(Items listed in a dataset)
________
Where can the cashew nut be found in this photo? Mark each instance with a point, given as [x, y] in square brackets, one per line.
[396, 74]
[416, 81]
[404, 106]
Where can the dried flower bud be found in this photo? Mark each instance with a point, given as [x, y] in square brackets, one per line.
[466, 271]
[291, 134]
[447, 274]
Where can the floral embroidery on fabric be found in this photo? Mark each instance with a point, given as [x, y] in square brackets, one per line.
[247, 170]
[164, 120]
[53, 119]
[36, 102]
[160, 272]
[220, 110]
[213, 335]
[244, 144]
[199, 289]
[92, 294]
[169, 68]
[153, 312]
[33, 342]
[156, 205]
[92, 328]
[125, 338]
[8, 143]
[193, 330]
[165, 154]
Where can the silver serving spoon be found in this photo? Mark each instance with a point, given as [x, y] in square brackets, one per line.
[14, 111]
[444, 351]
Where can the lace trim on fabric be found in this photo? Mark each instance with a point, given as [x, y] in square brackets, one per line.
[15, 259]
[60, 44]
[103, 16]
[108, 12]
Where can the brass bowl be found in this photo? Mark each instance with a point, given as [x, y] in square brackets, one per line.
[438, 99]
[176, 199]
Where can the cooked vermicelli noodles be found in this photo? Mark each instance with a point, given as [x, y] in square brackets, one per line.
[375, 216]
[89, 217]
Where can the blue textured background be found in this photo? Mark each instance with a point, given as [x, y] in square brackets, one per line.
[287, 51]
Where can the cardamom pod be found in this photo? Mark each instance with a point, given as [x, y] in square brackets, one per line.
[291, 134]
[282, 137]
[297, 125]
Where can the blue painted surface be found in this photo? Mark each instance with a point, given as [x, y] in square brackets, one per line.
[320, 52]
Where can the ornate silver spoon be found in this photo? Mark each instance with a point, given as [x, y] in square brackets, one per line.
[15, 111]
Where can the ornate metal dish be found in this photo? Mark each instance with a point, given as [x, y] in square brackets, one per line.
________
Problem description >>
Generate an exact reproduction of all entries.

Expected output >>
Where can the cashew nut be found in this photo? Mark each instance with a point, given as [x, y] in square brackets, one per line.
[396, 74]
[416, 81]
[404, 106]
Where can the dried flower bud be found in this photo? Mark each instance with a point, given as [x, y] in square brackets, one per line.
[466, 271]
[291, 134]
[447, 274]
Where can the floral embroidery on fabric be found in this photo? Mark each instance with a point, given as [x, y] in square brackets, one per line.
[247, 170]
[164, 120]
[53, 119]
[36, 102]
[160, 272]
[220, 110]
[213, 335]
[244, 144]
[199, 289]
[92, 294]
[169, 68]
[153, 312]
[33, 342]
[156, 205]
[92, 328]
[125, 338]
[8, 143]
[193, 330]
[165, 154]
Where can the silver serving spoon be found in this photo? Mark each instance with a point, given as [x, y] in square brackets, one per line.
[14, 111]
[444, 351]
Where can the lace trim on fabric be found in this photo? Mark each instance with a point, given as [x, y] in square brackets, one per line.
[15, 259]
[60, 44]
[103, 16]
[108, 12]
Where can the brass bowl be found in this photo? Mark each instance with a point, given as [x, y] in square brackets, one per line.
[438, 99]
[176, 199]
Where can the cooked vermicelli noodles be found in this photo? Mark each instance with a point, given as [x, y] in square brackets, one per line.
[375, 216]
[89, 217]
Where can the blue textured background be found in this photo? Mark each instance with a point, given as [x, y] in square brackets, one per line.
[287, 51]
Where can the cardamom pod be found in this photo? Mark each instance with a point, given as [x, y] in square brackets, one per line.
[291, 134]
[282, 137]
[297, 125]
Where can the blue painted surface be found in this photo? Mark each instance with a point, given as [x, y] in square brackets, one per line.
[320, 52]
Where can the ornate silver spoon be found in this photo? Mark each instance with a point, given as [x, y] in square brackets, one per line.
[15, 111]
Where can the ornate metal dish be found in this photo? Mark each instance with a point, given as [x, y] in square brackets, one per line.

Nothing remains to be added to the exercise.